This will follow the exact same process as stage two, but will integrate the codes and analysis of all previous interviews, allowing them to guide all steps in the interview process including further recruitment, to help alter the sample to satisfy standards of representation. This process will continue until data saturation is reached.
Once data saturation is met final synthesis and analysis can begin. Since methods may have changed at every stage with each participant, the method of synthesis is impossible to lay out here. However, through countless progressive iterations of unitizing and coding, much of the codes and directions will have already been developed by this point. All participants should remain involved in conversations on the progress of the research, the nature of the results, and the avenues for public release of results.
A mixed-methods approach can help to uncover the societal and personal causes which motivate people to seek out scientific information on Wikipedia. Assuming that users must actively seek to engage with Wikipedia, a Uses and Gratifications theoretical foundation might best help to describe these primary driving factors, especially within the socio-cognitive model outlined by LaRose et al (2001) which distinguishes between gratifications sought and gratifications obtained. An inquiry into this question should involve the following methods: 1) analysis of Existing Open-access Metadata, and 2) Survey Research.
While it would be most helpful to do a referral path and click path analysis, access to the necessary data is difficult (Gyllstrom & Moens, 2012). Though Wikipedia makes much user data freely and openly available, path data is not one of them, however, pageview data is. Significant surges in view counts over the lifetime of the “Chicxulub crater” (2020) article, compiled and available on sites like https://www.wikishark.com/, might correlate with other notable media events, providing a potential source to infer possible causes. For example, there may be time correlations between surges in pageviews of the article, Google searches related to the Chicxulub crater, and news coverage of the topic, suggesting a link between user searches and news media coverage.

══════════════════════════════

== Written instruction 1 ==
Pull out every line of the records that contains the string "head", treating uppercase and lowercase as different.
The passage above has no connection to the records that come after it.

== Data supplied ==
══════════════════════════════

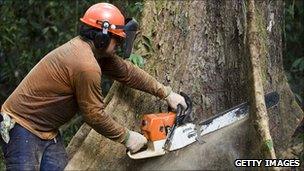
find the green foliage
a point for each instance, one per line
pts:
(30, 29)
(294, 47)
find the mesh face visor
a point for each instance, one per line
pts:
(130, 29)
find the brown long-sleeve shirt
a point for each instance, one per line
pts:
(68, 79)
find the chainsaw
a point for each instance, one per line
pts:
(172, 131)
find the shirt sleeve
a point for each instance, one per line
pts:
(132, 76)
(90, 101)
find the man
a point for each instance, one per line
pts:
(67, 80)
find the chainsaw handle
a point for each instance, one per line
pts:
(184, 115)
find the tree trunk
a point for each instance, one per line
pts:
(259, 117)
(199, 47)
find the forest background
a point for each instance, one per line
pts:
(30, 29)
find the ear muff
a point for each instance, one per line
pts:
(101, 40)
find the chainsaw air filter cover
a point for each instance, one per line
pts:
(156, 126)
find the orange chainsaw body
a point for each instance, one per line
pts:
(155, 126)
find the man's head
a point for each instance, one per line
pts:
(105, 26)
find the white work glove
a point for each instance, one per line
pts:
(135, 141)
(173, 99)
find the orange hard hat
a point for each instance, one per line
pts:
(102, 12)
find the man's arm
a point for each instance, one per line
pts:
(131, 75)
(87, 85)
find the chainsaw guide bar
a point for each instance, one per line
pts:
(172, 131)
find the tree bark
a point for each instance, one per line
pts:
(199, 47)
(259, 116)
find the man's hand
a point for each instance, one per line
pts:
(174, 99)
(135, 141)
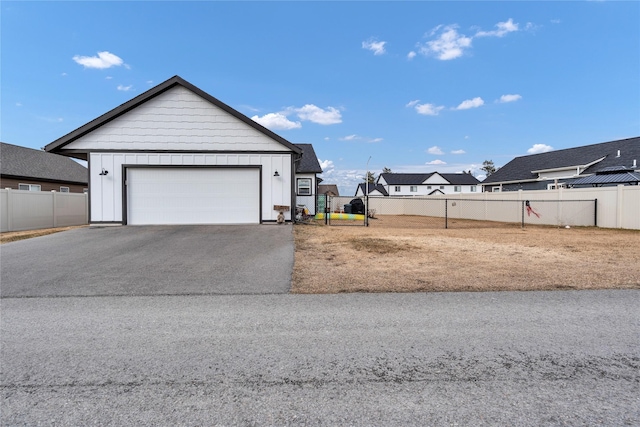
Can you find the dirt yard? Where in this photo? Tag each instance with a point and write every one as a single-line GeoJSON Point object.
{"type": "Point", "coordinates": [395, 254]}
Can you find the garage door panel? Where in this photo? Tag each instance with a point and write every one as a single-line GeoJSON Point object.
{"type": "Point", "coordinates": [193, 196]}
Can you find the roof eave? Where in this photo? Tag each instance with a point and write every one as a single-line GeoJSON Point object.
{"type": "Point", "coordinates": [59, 143]}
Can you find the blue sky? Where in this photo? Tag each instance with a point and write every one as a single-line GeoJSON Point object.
{"type": "Point", "coordinates": [412, 86]}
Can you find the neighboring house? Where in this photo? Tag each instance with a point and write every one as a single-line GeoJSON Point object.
{"type": "Point", "coordinates": [307, 180]}
{"type": "Point", "coordinates": [375, 190]}
{"type": "Point", "coordinates": [330, 190]}
{"type": "Point", "coordinates": [23, 168]}
{"type": "Point", "coordinates": [566, 168]}
{"type": "Point", "coordinates": [177, 155]}
{"type": "Point", "coordinates": [428, 184]}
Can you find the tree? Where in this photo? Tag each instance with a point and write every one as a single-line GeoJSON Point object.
{"type": "Point", "coordinates": [371, 177]}
{"type": "Point", "coordinates": [488, 167]}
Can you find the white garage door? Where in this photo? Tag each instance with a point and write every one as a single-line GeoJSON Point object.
{"type": "Point", "coordinates": [193, 196]}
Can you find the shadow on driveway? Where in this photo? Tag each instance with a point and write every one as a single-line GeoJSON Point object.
{"type": "Point", "coordinates": [150, 260]}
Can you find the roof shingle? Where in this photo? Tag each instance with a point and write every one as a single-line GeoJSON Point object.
{"type": "Point", "coordinates": [29, 163]}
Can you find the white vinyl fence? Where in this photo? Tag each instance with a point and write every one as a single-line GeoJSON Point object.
{"type": "Point", "coordinates": [616, 207]}
{"type": "Point", "coordinates": [30, 210]}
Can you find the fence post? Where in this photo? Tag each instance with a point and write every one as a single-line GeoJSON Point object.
{"type": "Point", "coordinates": [53, 204]}
{"type": "Point", "coordinates": [446, 212]}
{"type": "Point", "coordinates": [366, 210]}
{"type": "Point", "coordinates": [10, 209]}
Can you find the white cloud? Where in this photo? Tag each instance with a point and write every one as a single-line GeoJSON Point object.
{"type": "Point", "coordinates": [510, 98]}
{"type": "Point", "coordinates": [470, 103]}
{"type": "Point", "coordinates": [375, 46]}
{"type": "Point", "coordinates": [312, 113]}
{"type": "Point", "coordinates": [326, 165]}
{"type": "Point", "coordinates": [353, 137]}
{"type": "Point", "coordinates": [503, 29]}
{"type": "Point", "coordinates": [448, 45]}
{"type": "Point", "coordinates": [539, 148]}
{"type": "Point", "coordinates": [103, 60]}
{"type": "Point", "coordinates": [276, 121]}
{"type": "Point", "coordinates": [428, 109]}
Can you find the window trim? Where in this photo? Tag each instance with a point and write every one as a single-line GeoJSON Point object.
{"type": "Point", "coordinates": [304, 187]}
{"type": "Point", "coordinates": [31, 187]}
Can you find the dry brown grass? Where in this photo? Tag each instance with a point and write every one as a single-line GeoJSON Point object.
{"type": "Point", "coordinates": [395, 255]}
{"type": "Point", "coordinates": [13, 236]}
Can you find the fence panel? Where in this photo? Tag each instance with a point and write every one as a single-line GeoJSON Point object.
{"type": "Point", "coordinates": [31, 210]}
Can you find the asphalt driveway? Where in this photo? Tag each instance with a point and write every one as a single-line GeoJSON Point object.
{"type": "Point", "coordinates": [150, 260]}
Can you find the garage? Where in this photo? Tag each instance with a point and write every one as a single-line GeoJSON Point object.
{"type": "Point", "coordinates": [207, 195]}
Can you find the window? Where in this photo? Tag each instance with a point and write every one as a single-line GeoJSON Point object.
{"type": "Point", "coordinates": [304, 186]}
{"type": "Point", "coordinates": [29, 187]}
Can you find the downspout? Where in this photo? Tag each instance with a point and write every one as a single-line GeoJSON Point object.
{"type": "Point", "coordinates": [295, 158]}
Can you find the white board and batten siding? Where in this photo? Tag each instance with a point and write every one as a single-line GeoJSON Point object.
{"type": "Point", "coordinates": [107, 196]}
{"type": "Point", "coordinates": [179, 129]}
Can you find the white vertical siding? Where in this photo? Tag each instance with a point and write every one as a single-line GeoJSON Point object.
{"type": "Point", "coordinates": [179, 120]}
{"type": "Point", "coordinates": [106, 191]}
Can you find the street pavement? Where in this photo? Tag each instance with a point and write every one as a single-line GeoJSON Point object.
{"type": "Point", "coordinates": [474, 359]}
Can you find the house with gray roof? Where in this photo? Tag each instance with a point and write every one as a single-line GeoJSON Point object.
{"type": "Point", "coordinates": [307, 170]}
{"type": "Point", "coordinates": [606, 163]}
{"type": "Point", "coordinates": [23, 168]}
{"type": "Point", "coordinates": [177, 155]}
{"type": "Point", "coordinates": [428, 184]}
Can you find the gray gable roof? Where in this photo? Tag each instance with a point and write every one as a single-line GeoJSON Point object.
{"type": "Point", "coordinates": [309, 161]}
{"type": "Point", "coordinates": [419, 178]}
{"type": "Point", "coordinates": [371, 188]}
{"type": "Point", "coordinates": [23, 162]}
{"type": "Point", "coordinates": [460, 178]}
{"type": "Point", "coordinates": [328, 188]}
{"type": "Point", "coordinates": [521, 168]}
{"type": "Point", "coordinates": [405, 178]}
{"type": "Point", "coordinates": [58, 145]}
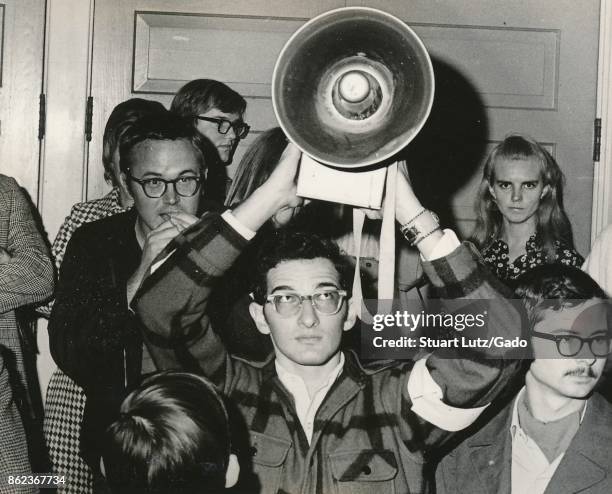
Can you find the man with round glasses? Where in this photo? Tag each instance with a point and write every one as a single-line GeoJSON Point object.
{"type": "Point", "coordinates": [216, 112]}
{"type": "Point", "coordinates": [319, 420]}
{"type": "Point", "coordinates": [555, 435]}
{"type": "Point", "coordinates": [93, 335]}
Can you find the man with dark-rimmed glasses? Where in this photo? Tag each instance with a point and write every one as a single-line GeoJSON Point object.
{"type": "Point", "coordinates": [216, 111]}
{"type": "Point", "coordinates": [556, 434]}
{"type": "Point", "coordinates": [319, 420]}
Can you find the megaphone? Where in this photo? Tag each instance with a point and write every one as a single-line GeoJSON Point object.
{"type": "Point", "coordinates": [351, 88]}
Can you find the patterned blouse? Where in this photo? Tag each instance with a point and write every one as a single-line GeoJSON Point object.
{"type": "Point", "coordinates": [496, 257]}
{"type": "Point", "coordinates": [81, 213]}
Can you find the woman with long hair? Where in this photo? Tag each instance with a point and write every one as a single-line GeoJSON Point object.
{"type": "Point", "coordinates": [521, 222]}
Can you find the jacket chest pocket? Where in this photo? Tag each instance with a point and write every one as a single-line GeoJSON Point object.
{"type": "Point", "coordinates": [268, 455]}
{"type": "Point", "coordinates": [364, 471]}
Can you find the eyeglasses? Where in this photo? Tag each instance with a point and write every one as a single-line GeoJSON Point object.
{"type": "Point", "coordinates": [156, 187]}
{"type": "Point", "coordinates": [570, 345]}
{"type": "Point", "coordinates": [240, 128]}
{"type": "Point", "coordinates": [327, 302]}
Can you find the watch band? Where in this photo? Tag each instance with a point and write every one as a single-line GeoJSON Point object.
{"type": "Point", "coordinates": [420, 226]}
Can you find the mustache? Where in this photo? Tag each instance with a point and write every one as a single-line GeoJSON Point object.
{"type": "Point", "coordinates": [581, 372]}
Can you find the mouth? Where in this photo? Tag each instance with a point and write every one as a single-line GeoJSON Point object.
{"type": "Point", "coordinates": [308, 340]}
{"type": "Point", "coordinates": [581, 374]}
{"type": "Point", "coordinates": [170, 211]}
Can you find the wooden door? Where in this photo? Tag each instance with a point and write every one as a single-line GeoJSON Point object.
{"type": "Point", "coordinates": [21, 65]}
{"type": "Point", "coordinates": [527, 66]}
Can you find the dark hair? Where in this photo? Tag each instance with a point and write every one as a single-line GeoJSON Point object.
{"type": "Point", "coordinates": [257, 163]}
{"type": "Point", "coordinates": [172, 436]}
{"type": "Point", "coordinates": [288, 244]}
{"type": "Point", "coordinates": [552, 222]}
{"type": "Point", "coordinates": [555, 286]}
{"type": "Point", "coordinates": [121, 118]}
{"type": "Point", "coordinates": [200, 95]}
{"type": "Point", "coordinates": [162, 127]}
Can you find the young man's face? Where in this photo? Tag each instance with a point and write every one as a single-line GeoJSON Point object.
{"type": "Point", "coordinates": [570, 377]}
{"type": "Point", "coordinates": [308, 337]}
{"type": "Point", "coordinates": [154, 159]}
{"type": "Point", "coordinates": [225, 143]}
{"type": "Point", "coordinates": [517, 189]}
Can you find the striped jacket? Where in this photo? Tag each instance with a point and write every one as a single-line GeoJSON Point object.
{"type": "Point", "coordinates": [366, 437]}
{"type": "Point", "coordinates": [27, 279]}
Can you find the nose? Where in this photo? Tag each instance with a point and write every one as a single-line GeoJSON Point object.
{"type": "Point", "coordinates": [231, 134]}
{"type": "Point", "coordinates": [170, 196]}
{"type": "Point", "coordinates": [585, 356]}
{"type": "Point", "coordinates": [308, 315]}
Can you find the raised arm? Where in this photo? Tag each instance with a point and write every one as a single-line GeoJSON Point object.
{"type": "Point", "coordinates": [26, 270]}
{"type": "Point", "coordinates": [449, 389]}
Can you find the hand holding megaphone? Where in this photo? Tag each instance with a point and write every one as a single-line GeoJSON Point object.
{"type": "Point", "coordinates": [276, 193]}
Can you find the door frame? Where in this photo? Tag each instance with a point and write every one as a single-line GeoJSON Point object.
{"type": "Point", "coordinates": [602, 172]}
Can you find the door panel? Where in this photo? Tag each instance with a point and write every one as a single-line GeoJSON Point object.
{"type": "Point", "coordinates": [21, 62]}
{"type": "Point", "coordinates": [533, 66]}
{"type": "Point", "coordinates": [523, 66]}
{"type": "Point", "coordinates": [149, 49]}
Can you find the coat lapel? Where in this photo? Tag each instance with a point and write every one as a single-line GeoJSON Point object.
{"type": "Point", "coordinates": [491, 457]}
{"type": "Point", "coordinates": [588, 460]}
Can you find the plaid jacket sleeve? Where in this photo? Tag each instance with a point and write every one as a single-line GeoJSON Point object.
{"type": "Point", "coordinates": [28, 278]}
{"type": "Point", "coordinates": [469, 378]}
{"type": "Point", "coordinates": [14, 451]}
{"type": "Point", "coordinates": [172, 302]}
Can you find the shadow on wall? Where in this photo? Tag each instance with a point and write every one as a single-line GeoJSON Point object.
{"type": "Point", "coordinates": [452, 144]}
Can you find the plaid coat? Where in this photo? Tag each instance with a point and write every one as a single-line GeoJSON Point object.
{"type": "Point", "coordinates": [14, 451]}
{"type": "Point", "coordinates": [366, 437]}
{"type": "Point", "coordinates": [28, 278]}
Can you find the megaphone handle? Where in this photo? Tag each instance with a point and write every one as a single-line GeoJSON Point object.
{"type": "Point", "coordinates": [386, 257]}
{"type": "Point", "coordinates": [358, 220]}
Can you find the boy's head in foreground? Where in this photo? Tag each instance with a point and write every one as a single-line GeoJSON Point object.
{"type": "Point", "coordinates": [569, 318]}
{"type": "Point", "coordinates": [172, 436]}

══════════════════════════════

== Written instruction 2 ==
Summarize the passage in three sentences.

== Final answer 1 ==
find the man's head
Can you find the boy's head in foreground? Where in this photo? Tag each instance with a point and write every one as a single-line GeoJSON Point object.

== Final answer 2 ==
An interview stage repeats the earlier process while drawing on the codes and analysis of all previous interviews, continuing until data saturation is reached, after which final synthesis and analysis begin with participants kept involved in discussions of the research and its results. A mixed-methods approach grounded in Uses and Gratifications theory is proposed to uncover what motivates people to seek scientific information on Wikipedia, using analysis of existing open-access metadata and survey research. Because Wikipedia does not make path data available but does publish pageview data, surges in views of the "Chicxulub crater" article could be compared with related Google searches and news coverage to infer possible causes.